● **DIRECTION**:
Find "boy's face for yield estimation." in the data, then restate the line it sits in and every later line word for word, ending with the last line.

== SOURCE DATA ==

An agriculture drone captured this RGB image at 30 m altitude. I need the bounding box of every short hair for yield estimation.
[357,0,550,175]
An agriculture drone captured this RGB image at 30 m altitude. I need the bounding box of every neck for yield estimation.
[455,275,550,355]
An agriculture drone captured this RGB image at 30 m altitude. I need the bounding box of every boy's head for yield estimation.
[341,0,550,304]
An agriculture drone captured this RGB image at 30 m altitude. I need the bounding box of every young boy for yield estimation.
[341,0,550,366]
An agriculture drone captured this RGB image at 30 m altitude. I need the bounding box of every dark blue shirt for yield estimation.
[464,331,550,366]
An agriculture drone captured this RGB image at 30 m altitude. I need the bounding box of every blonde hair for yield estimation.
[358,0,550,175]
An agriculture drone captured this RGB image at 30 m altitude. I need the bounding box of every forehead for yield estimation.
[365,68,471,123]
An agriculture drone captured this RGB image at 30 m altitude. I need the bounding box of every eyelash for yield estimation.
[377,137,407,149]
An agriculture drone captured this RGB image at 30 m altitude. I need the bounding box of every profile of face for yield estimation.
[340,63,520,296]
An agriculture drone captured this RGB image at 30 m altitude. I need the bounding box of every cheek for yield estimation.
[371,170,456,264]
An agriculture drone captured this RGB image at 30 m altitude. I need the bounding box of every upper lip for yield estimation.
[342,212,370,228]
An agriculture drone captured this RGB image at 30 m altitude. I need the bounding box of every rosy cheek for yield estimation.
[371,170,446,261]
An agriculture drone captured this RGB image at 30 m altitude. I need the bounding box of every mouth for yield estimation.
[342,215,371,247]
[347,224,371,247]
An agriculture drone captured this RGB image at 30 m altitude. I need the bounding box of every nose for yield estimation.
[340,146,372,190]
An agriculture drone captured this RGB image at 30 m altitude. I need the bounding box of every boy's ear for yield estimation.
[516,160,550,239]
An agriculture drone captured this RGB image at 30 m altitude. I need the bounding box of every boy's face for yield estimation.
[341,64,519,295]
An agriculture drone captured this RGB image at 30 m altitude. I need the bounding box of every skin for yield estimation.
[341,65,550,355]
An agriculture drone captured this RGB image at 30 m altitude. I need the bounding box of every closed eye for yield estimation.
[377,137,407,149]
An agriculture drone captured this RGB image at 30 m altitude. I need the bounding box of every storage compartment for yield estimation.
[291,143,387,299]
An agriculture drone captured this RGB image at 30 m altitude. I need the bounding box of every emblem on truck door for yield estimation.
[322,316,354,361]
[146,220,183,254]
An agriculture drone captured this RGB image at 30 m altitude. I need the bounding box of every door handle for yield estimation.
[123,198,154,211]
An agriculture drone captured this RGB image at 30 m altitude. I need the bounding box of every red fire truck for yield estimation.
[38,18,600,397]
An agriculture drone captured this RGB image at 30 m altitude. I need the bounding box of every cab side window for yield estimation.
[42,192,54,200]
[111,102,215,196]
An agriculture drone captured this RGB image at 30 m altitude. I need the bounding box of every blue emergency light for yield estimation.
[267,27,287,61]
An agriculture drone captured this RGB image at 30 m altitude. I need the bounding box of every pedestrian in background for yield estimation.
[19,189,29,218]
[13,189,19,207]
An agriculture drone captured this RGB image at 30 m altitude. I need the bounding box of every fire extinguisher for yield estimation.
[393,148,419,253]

===

● **RESPONSE TO THE EXERCISE**:
An agriculture drone captured this RGB image at 30 m altitude. I need the bounding box of every boy's face for yield estimation.
[341,64,519,295]
An agriculture drone captured this RGB image at 30 m altitude. I need the bounding box of every skin for yield estimation.
[341,65,550,355]
An agriculture drone captured this RGB image at 30 m altitude. I need the bounding box of every closed eye for yield estimation.
[377,137,407,149]
An agriculture drone captured this RGB image at 30 m altitude. I need the bounding box of every storage compartment for yield estimation.
[291,143,387,299]
An agriculture drone captured this RGB image at 30 m altitude. I need the bounding box of every emblem on truck door for yield estimation.
[322,316,354,361]
[146,220,183,254]
An agriculture drone captured this RGB image at 30 m altitude. I need the bounding box of every door handle for yield estimation.
[123,198,154,211]
An agriculture drone captured this RGB image at 30 m altitude. I need the bounding box of every red fire truck for yield estimation.
[38,18,600,397]
An agriculture drone captured this RGB image at 30 m altitude. I need the bounding box of every cab side window for yield estimation.
[42,192,54,200]
[111,102,215,196]
An agriculture drone captured this RGB image at 30 m altitude. I need the bounding box of every blue emergency light for yield estimation.
[267,27,287,61]
An agriculture drone captured this RGB image at 30 m altitude. I need the bounding box of every pedestrian in background for yield estimation.
[19,189,29,218]
[13,189,19,207]
An agriculture drone captured this RGB image at 30 m altitude. I need the bounding box of every fire extinguisher for yield estimation.
[393,148,419,253]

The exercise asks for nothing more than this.